- _Your instructions_:
Everything from the line with "pixel 114 696" to the end of the material is to be retyped exactly, both ends included, and nothing else.
■ ■ ■
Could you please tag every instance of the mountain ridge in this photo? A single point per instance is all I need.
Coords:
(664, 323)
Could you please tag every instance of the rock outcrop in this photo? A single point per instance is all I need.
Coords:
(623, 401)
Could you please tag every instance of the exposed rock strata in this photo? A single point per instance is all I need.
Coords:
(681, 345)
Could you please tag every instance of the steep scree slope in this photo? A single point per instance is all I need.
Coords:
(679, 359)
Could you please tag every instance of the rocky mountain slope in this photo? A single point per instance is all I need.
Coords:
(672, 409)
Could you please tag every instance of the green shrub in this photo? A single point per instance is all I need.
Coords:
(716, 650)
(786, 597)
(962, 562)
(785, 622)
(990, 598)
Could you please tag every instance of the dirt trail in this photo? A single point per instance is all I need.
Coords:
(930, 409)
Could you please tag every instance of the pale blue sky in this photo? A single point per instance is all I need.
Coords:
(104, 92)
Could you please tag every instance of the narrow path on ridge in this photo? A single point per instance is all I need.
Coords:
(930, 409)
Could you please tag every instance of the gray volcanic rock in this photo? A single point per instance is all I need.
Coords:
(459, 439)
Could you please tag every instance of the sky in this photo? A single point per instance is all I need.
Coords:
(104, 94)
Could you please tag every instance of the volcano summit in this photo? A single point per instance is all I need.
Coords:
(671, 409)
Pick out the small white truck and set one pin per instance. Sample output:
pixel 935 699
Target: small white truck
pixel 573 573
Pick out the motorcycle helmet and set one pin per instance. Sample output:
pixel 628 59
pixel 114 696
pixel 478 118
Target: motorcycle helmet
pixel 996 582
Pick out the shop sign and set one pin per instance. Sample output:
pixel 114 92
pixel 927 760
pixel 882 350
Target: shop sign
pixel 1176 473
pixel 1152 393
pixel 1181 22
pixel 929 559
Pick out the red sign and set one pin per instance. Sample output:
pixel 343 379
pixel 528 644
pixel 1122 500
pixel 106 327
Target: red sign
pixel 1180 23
■ ■ ■
- _Output for this exercise_:
pixel 114 696
pixel 478 118
Target: motorcycle helmet
pixel 996 582
Pick out the shop sign and set one pin per instance. Sample output:
pixel 114 92
pixel 927 760
pixel 882 350
Target: shop sign
pixel 1176 473
pixel 1152 393
pixel 1181 22
pixel 929 559
Pick out the red sign and set one pin per instance. Sample output:
pixel 343 379
pixel 528 644
pixel 1122 500
pixel 106 327
Target: red sign
pixel 1180 23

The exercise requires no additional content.